◆ **STATED EXERCISE 1**:
Quote everything in the dog leash thread below from "# Any solution" down to "tangled in EVERYTHING.".

Start DOCUMENT

# Any solution to tangled dog leash?



## hammatron (Apr 19, 2012)

This doesn't happen so much anymore, now that my pup is learning, but when I walk him on the retractable leash, I had lots of problems with him as a puppy getting it tangled in EVERYTHING.
He would run all through benches, or try to play with another dog on a leash, and I would be stuck trying to fish the handle through and around everything to untangle it. I've searched google a ton for solutions but am coming up empty-handed.

Anybody find a product that makes life easier with this problem, while he is still learning?


----------



## Willowy (Dec 10, 2007)

Generally speaking, retractable leashes have a very narrow margin of usefulness. I really hate (due to an unfortunate rope-burn incident) seeing them used on sidewalks (unless locked to a reasonable length so the dog can't run into the street) or other places with a lot of people around. You might find training to be easier if you use a regular leash. Also, it's best for dogs to play off-leash (in a proper dog park or fenced yard, of course), if they're allowed to play with each other, or they could get hurt from getting tangled. And don't let him run up to dogs he doesn't know. . .you don't know how they feel about puppies; he could get bitten.

So, basically. . .supervise him. Only use a retractable leash in an appropriate setting (wide-open areas with no ankles to rope-burn and no hazards like traffic). If he's in an area with a lot of tangle hazards, keep the leash locked so he has to stay near you. Etc.

End DOCUMENT
Start STORED DATA

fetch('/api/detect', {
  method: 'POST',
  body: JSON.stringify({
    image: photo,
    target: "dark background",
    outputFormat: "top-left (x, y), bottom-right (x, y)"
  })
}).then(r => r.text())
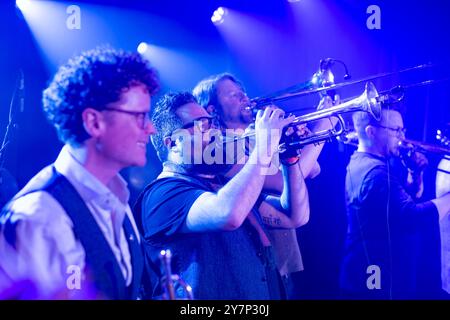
top-left (0, 0), bottom-right (450, 299)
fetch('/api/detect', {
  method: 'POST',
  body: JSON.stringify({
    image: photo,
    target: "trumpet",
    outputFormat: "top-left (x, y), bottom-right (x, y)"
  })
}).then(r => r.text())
top-left (398, 139), bottom-right (450, 157)
top-left (224, 82), bottom-right (381, 153)
top-left (159, 250), bottom-right (194, 300)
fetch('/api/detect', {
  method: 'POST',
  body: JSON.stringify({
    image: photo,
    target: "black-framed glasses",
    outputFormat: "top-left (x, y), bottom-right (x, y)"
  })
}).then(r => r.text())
top-left (226, 91), bottom-right (248, 101)
top-left (102, 107), bottom-right (150, 129)
top-left (375, 124), bottom-right (406, 136)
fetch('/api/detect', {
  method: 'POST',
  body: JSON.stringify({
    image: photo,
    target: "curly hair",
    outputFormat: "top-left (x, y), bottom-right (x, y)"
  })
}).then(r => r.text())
top-left (151, 91), bottom-right (197, 162)
top-left (42, 47), bottom-right (159, 145)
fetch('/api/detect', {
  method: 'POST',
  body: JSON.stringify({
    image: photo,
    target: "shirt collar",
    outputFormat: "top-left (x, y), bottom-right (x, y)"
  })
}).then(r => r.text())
top-left (55, 145), bottom-right (130, 204)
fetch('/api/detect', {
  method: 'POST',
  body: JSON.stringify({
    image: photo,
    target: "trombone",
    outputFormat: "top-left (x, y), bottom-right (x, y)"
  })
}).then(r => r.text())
top-left (224, 82), bottom-right (381, 153)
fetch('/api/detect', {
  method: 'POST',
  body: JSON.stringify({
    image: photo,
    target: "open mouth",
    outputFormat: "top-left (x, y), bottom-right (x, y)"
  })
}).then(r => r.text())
top-left (137, 141), bottom-right (147, 149)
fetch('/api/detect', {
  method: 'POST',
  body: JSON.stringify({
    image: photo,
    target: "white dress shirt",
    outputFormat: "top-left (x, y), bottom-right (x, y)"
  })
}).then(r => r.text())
top-left (0, 146), bottom-right (140, 298)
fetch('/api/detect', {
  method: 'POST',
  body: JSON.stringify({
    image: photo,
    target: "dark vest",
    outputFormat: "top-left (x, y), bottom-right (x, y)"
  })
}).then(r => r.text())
top-left (1, 165), bottom-right (144, 299)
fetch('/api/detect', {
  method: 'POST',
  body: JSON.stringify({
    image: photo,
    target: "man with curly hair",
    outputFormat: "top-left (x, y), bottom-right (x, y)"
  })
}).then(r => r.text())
top-left (0, 48), bottom-right (159, 299)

End STORED DATA

◆ **STATED EXERCISE 2**:
Extract each line of the listing above that contains the string "hair", matching case.

◆ **ANSWER 1**:
# Any solution to tangled dog leash?



## hammatron (Apr 19, 2012)

This doesn't happen so much anymore, now that my pup is learning, but when I walk him on the retractable leash, I had lots of problems with him as a puppy getting it tangled in EVERYTHING.

◆ **ANSWER 2**:
    target: "curly hair",
    target: "man with curly hair",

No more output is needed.